* _DATA TO USE_:
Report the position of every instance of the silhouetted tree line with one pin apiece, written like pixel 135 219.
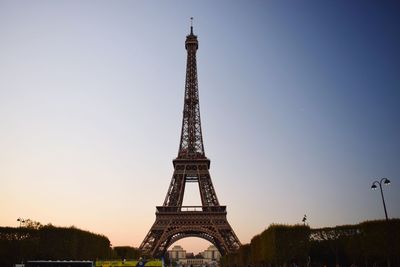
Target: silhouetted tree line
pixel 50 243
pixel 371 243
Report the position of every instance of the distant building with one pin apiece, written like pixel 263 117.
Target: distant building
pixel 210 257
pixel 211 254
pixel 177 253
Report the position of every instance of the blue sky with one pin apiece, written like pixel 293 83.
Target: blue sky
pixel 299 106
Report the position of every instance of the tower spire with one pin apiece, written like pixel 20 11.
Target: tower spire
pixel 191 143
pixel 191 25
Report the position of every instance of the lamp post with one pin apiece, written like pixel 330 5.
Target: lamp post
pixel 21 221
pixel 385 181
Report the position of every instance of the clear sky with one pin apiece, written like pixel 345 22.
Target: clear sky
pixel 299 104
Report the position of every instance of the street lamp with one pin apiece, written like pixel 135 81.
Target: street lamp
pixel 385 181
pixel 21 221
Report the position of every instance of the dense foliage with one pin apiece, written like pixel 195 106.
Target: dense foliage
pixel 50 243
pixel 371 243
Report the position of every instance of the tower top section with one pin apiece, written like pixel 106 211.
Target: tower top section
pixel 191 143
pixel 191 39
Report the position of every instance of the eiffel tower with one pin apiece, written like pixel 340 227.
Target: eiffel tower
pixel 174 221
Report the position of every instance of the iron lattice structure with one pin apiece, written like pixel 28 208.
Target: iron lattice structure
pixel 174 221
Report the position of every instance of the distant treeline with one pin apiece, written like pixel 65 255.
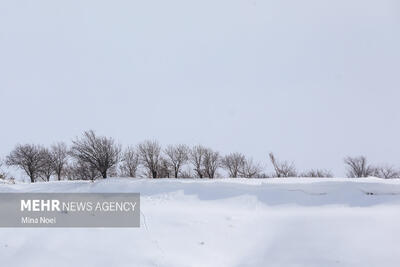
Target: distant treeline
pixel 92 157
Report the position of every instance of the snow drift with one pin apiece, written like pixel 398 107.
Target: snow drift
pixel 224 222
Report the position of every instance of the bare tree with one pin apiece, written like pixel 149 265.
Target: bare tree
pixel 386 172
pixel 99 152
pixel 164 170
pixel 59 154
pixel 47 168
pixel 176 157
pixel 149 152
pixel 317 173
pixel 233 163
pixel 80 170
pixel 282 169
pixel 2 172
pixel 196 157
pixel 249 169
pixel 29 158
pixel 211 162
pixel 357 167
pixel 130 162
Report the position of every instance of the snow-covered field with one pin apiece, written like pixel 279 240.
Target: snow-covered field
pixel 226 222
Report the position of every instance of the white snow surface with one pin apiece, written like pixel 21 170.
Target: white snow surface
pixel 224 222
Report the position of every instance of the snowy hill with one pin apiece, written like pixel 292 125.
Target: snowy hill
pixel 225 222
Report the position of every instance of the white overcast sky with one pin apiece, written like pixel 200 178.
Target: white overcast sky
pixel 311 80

--

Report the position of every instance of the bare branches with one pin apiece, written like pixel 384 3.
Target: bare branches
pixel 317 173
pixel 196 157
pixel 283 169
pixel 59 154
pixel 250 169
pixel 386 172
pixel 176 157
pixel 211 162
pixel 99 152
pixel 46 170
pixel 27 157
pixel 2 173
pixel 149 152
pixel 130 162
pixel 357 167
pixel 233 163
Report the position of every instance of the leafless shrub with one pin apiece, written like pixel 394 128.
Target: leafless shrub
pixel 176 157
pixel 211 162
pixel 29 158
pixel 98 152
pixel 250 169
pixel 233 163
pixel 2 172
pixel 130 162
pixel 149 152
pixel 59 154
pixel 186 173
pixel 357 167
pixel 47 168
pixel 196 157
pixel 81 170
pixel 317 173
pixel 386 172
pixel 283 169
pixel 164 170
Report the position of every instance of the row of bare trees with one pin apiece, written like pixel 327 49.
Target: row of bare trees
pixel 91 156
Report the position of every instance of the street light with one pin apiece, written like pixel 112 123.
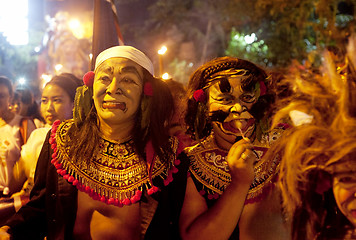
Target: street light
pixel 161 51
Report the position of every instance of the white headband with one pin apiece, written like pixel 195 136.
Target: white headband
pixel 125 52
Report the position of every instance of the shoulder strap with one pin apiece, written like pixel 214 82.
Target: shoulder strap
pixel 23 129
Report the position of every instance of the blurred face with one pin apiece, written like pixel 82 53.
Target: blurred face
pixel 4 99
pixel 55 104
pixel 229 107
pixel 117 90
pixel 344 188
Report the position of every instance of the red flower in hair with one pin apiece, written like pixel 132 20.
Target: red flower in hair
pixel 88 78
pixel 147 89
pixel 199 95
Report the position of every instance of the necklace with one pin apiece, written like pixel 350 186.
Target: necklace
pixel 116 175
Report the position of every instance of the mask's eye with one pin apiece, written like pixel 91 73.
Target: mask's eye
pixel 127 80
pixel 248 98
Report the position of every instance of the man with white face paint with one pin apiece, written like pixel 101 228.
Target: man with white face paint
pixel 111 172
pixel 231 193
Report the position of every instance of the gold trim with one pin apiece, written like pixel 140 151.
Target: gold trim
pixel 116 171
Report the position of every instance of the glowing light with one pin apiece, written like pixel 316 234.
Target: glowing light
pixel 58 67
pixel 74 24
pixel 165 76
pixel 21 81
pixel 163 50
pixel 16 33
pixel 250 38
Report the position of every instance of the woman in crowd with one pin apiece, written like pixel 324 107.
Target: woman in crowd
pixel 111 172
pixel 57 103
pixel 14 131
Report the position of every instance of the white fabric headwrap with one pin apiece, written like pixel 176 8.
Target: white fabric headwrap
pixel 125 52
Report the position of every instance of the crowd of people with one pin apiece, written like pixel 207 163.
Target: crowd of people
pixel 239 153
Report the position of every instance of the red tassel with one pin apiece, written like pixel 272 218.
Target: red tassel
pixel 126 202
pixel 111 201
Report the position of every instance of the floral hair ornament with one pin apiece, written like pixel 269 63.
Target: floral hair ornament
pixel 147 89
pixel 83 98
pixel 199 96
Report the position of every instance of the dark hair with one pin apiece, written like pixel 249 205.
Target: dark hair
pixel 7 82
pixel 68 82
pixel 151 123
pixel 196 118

* _TO DO_: After locating the line holding "Report the position of every instance of the street lamp" above, output exactly that line and every line after it through the line holding "Report the position of every instance of the dense". Include nothing else.

* _SOLUTION FOR THIS EXERCISE_:
Report the position of every instance of the street lamp with one pin apiece, written like pixel 135 81.
Target: street lamp
pixel 385 181
pixel 21 221
Report the position of every instance of the dense foliage with one pin apiece, written like pixel 195 106.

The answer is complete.